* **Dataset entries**

- - - - - - -

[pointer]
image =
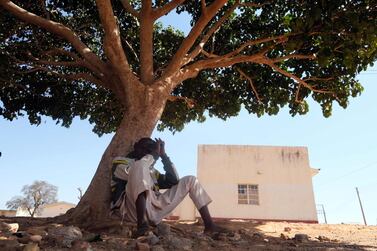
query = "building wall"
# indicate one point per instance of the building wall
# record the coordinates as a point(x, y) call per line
point(282, 174)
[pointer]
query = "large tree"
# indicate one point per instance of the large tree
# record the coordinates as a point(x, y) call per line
point(113, 63)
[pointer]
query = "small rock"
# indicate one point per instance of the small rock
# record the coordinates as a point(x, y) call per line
point(65, 235)
point(9, 244)
point(37, 231)
point(322, 238)
point(80, 245)
point(301, 237)
point(24, 240)
point(142, 246)
point(258, 236)
point(35, 238)
point(243, 231)
point(220, 236)
point(287, 229)
point(31, 247)
point(284, 236)
point(8, 228)
point(153, 239)
point(92, 237)
point(180, 243)
point(235, 237)
point(163, 229)
point(157, 248)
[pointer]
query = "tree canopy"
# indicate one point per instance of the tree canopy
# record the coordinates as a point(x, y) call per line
point(260, 55)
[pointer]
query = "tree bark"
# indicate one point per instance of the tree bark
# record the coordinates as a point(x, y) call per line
point(138, 121)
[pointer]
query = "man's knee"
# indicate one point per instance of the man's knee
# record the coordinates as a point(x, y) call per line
point(189, 180)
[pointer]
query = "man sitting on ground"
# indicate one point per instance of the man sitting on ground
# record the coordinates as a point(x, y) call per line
point(143, 203)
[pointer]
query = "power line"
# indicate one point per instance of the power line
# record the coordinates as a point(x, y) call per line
point(349, 173)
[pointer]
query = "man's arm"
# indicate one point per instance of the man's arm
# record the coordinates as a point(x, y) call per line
point(170, 178)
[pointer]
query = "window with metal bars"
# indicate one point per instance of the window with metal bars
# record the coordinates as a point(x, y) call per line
point(248, 194)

- - - - - - -

* **GOAL**
Copy out every one of the items above word for word, leaving out the picture.

* **TASK ANSWER**
[pointer]
image =
query = "building wall"
# indicate one point per instance of the building wall
# record the coordinates as a point(x, y) call per line
point(282, 174)
[pointer]
query = "large tree"
# indicate one point per instance of the large tree
# record the coordinates as a point(x, y) call per line
point(113, 63)
[pointer]
query = "small rock"
# indicate one point per instance of the small rock
# record the coordinates as a point(x, y) call per line
point(65, 235)
point(9, 244)
point(37, 231)
point(322, 238)
point(80, 245)
point(301, 237)
point(24, 240)
point(142, 246)
point(258, 236)
point(35, 238)
point(243, 231)
point(220, 236)
point(287, 229)
point(31, 247)
point(284, 236)
point(8, 228)
point(153, 239)
point(92, 237)
point(180, 243)
point(235, 237)
point(163, 229)
point(157, 248)
[pointer]
query = "tree canopy"
# indicate one point per instance of the tree canopy
# record the coordinates as a point(x, y) call per line
point(260, 55)
[pointer]
query = "tree bark"
# indicate one point per instance of the tree bark
# record the coordinates as a point(x, y) call per line
point(138, 121)
[pointer]
query = "man's knee"
# indicate one point per instance of the man's knee
# record the coordinates as a point(x, y) call per line
point(189, 180)
[pointer]
query = "man sitting on ground"
# indicate one point per instance of the man sitting on ground
# record the coordinates as a point(x, y) call per line
point(143, 203)
[pointer]
query = "power line"
# indicate one point per instance of the power line
# record the coordinates as a point(x, y) call per line
point(349, 173)
[pointer]
query = "man's arm"
# indicate one point per instance of the man's arm
# record the coordinates as a point(x, y) call per line
point(170, 178)
[pointer]
query = "window with metal bars"
# indicate one point per instance of the window with metal bars
# record the coordinates as a point(x, y) call per line
point(248, 194)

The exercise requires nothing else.